# Extracted material start

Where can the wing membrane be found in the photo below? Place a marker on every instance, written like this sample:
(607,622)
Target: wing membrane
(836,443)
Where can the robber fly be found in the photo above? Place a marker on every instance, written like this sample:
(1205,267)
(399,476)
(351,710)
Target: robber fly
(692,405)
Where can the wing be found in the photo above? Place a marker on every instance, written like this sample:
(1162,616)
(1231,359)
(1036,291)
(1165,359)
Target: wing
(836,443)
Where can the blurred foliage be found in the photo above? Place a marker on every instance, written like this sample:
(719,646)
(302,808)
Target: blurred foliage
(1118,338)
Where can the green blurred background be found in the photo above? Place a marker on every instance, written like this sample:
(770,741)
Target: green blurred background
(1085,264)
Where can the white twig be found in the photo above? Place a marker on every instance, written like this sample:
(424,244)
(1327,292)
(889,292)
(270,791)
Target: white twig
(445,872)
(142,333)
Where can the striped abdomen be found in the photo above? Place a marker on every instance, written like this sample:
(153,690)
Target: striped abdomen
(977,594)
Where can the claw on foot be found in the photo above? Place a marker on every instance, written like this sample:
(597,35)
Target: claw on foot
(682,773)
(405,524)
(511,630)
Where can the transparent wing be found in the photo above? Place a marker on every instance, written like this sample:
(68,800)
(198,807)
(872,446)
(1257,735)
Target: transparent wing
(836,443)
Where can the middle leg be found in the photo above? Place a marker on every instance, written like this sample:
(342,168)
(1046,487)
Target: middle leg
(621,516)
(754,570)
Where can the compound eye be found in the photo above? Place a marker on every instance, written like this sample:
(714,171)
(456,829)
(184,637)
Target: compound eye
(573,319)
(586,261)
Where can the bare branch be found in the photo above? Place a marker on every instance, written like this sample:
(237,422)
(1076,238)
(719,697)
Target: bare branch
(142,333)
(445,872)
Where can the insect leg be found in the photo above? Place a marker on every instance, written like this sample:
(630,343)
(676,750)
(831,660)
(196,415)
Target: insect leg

# Extracted material end

Short problem -
Quote all of the material above word for word, from the first line through the last.

Response -
Where can the wing membrane be found in the photo below? Place a marker on every instance, written like this sample:
(607,622)
Target: wing membrane
(836,443)
Where can the robber fly be found in the photo above? Place a marker on every instance, written like this sample:
(1205,267)
(399,476)
(351,710)
Target: robber fly
(692,405)
Where can the wing be found in the photo above? Place a marker on every instance, written like this sample:
(1162,616)
(1231,359)
(1036,291)
(1165,359)
Target: wing
(836,443)
Where can the blurred foliage be found in the photo above? Place a marker on every instance, written like this sample:
(719,646)
(302,808)
Target: blurred foliage
(1118,338)
Where can the green blurred background be found in the photo above? Place a marker on every instance, written like this sample:
(770,741)
Target: green blurred background
(1085,264)
Where can the white twig be found in the photo above? Place a marker on every instance, written like this sample:
(424,244)
(1327,292)
(889,292)
(270,791)
Target: white twig
(445,872)
(142,333)
Where can the striped abdomen be found in the photo above? Place a marker on every instance, written like this sample:
(153,690)
Target: striped abdomen
(977,594)
Where can the claw on foot be found in the photo above? Place a marker on every instance, written like this sample:
(597,35)
Target: claw on foot
(682,773)
(405,524)
(511,630)
Where can the transparent wing be found in the photo above? Place a marker on every instance, written like this sample:
(68,800)
(198,807)
(872,446)
(1257,735)
Target: transparent wing
(836,443)
Where can the middle leg be found in the photo above? Place a marker on every instance, written like this sample:
(342,168)
(1046,487)
Target: middle leg
(621,516)
(754,570)
Where can the compound eye be found in the photo above? Place a marker on every instance, written like this sample:
(714,171)
(456,829)
(184,637)
Target: compound eye
(573,319)
(586,261)
Where can the bare branch be found in the photo above? Place a marker on every instance, written like this sample:
(237,422)
(1076,238)
(719,697)
Target: bare branch
(142,333)
(445,872)
Where can the insect leg be found in the photo above? Place a marker on every instance, written like this sample:
(630,343)
(676,750)
(831,660)
(196,415)
Target: insect leg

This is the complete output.